◆ **Work task**
Retype the data in its entirety, with no word changed.

◆ **Dataset entries**
____________

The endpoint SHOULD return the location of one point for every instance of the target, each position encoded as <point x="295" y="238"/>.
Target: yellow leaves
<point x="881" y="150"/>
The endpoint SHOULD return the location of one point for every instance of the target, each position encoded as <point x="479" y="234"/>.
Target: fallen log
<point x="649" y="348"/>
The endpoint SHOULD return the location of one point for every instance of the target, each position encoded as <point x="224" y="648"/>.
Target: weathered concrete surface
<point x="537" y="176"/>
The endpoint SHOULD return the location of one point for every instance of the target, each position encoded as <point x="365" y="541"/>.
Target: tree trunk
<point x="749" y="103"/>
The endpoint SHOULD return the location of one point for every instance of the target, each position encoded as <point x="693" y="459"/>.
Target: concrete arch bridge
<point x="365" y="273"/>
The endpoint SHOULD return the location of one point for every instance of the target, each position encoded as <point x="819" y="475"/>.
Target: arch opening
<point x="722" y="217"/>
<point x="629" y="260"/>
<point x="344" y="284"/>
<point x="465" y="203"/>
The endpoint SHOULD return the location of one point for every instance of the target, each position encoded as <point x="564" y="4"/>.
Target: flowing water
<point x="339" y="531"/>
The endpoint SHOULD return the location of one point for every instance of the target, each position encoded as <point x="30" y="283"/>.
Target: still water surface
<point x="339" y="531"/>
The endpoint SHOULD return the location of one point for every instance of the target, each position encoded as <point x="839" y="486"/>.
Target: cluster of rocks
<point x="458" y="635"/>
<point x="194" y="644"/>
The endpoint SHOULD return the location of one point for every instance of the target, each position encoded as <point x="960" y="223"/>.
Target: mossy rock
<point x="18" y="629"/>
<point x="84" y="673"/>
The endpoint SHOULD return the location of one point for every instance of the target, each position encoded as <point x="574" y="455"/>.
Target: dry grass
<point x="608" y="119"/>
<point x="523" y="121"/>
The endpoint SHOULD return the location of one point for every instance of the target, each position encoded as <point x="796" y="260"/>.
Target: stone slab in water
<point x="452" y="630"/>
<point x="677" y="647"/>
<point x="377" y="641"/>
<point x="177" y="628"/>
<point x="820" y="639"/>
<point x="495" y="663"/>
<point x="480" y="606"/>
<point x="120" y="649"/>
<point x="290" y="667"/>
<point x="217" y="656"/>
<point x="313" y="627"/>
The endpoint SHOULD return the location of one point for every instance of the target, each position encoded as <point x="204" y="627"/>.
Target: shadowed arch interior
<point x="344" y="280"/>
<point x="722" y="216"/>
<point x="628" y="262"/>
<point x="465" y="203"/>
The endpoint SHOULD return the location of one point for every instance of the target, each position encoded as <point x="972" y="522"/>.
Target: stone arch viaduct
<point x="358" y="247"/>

____________

◆ **Output below**
The endpoint SHOULD return the location of one point for every instance of the target, each position encoded as <point x="295" y="238"/>.
Target: yellow leaves
<point x="881" y="150"/>
The endpoint SHOULD return the location of one point for every instance of the target, each position encoded as <point x="479" y="234"/>.
Target: fallen log
<point x="649" y="348"/>
The endpoint SHOULD return the location of one point for every instance of the target, each position encoded as <point x="224" y="648"/>.
Target: weathered concrete surface
<point x="537" y="176"/>
The endpoint SHOULD return the location of one point for every instance of the target, each position encoded as <point x="365" y="541"/>.
Target: tree trunk
<point x="749" y="103"/>
The endpoint SHOULD return the location of one point for every instance of the target, each position encoded as <point x="693" y="459"/>.
Target: concrete arch bridge
<point x="365" y="273"/>
The endpoint SHOULD return the location of one point for every instance of the target, each position encoded as <point x="819" y="475"/>.
Target: arch opening
<point x="722" y="217"/>
<point x="629" y="260"/>
<point x="344" y="284"/>
<point x="465" y="203"/>
The endpoint SHOULD return the location of one point for every instance of the target, each position encoded as <point x="564" y="4"/>.
Target: flowing water
<point x="339" y="531"/>
The endpoint SHOULD return the location of one point for every instance of the target, each position encoded as <point x="30" y="283"/>.
Target: still water surface
<point x="339" y="531"/>
The endpoint SHOULD return the location of one point for every instance of the target, each position encoded as <point x="839" y="486"/>.
Target: cluster of rocks
<point x="458" y="635"/>
<point x="194" y="644"/>
The endpoint SHOULD return the location of one point for every instance of the target, each position encoded as <point x="960" y="223"/>.
Target: mossy rock
<point x="18" y="629"/>
<point x="84" y="673"/>
The endpoint SHOULD return the location of one point for every instance of the target, each position encoded as <point x="574" y="455"/>.
Target: dry grass
<point x="608" y="119"/>
<point x="523" y="121"/>
The endpoint SHOULD return the location of one point for every instance of the target, each position encoded as <point x="796" y="260"/>.
Target: stone slab in water
<point x="452" y="630"/>
<point x="677" y="647"/>
<point x="377" y="641"/>
<point x="177" y="628"/>
<point x="820" y="639"/>
<point x="495" y="663"/>
<point x="480" y="606"/>
<point x="120" y="649"/>
<point x="290" y="667"/>
<point x="217" y="656"/>
<point x="313" y="627"/>
The endpoint SHOULD return the location of one point for every instance of the target, each position encoded as <point x="204" y="627"/>.
Target: shadowed arch interior
<point x="344" y="280"/>
<point x="722" y="216"/>
<point x="628" y="262"/>
<point x="465" y="203"/>
The endpoint SHOULD return the location of one point for every instance of the target, each position encoded as <point x="972" y="522"/>.
Target: stone arch viaduct
<point x="358" y="247"/>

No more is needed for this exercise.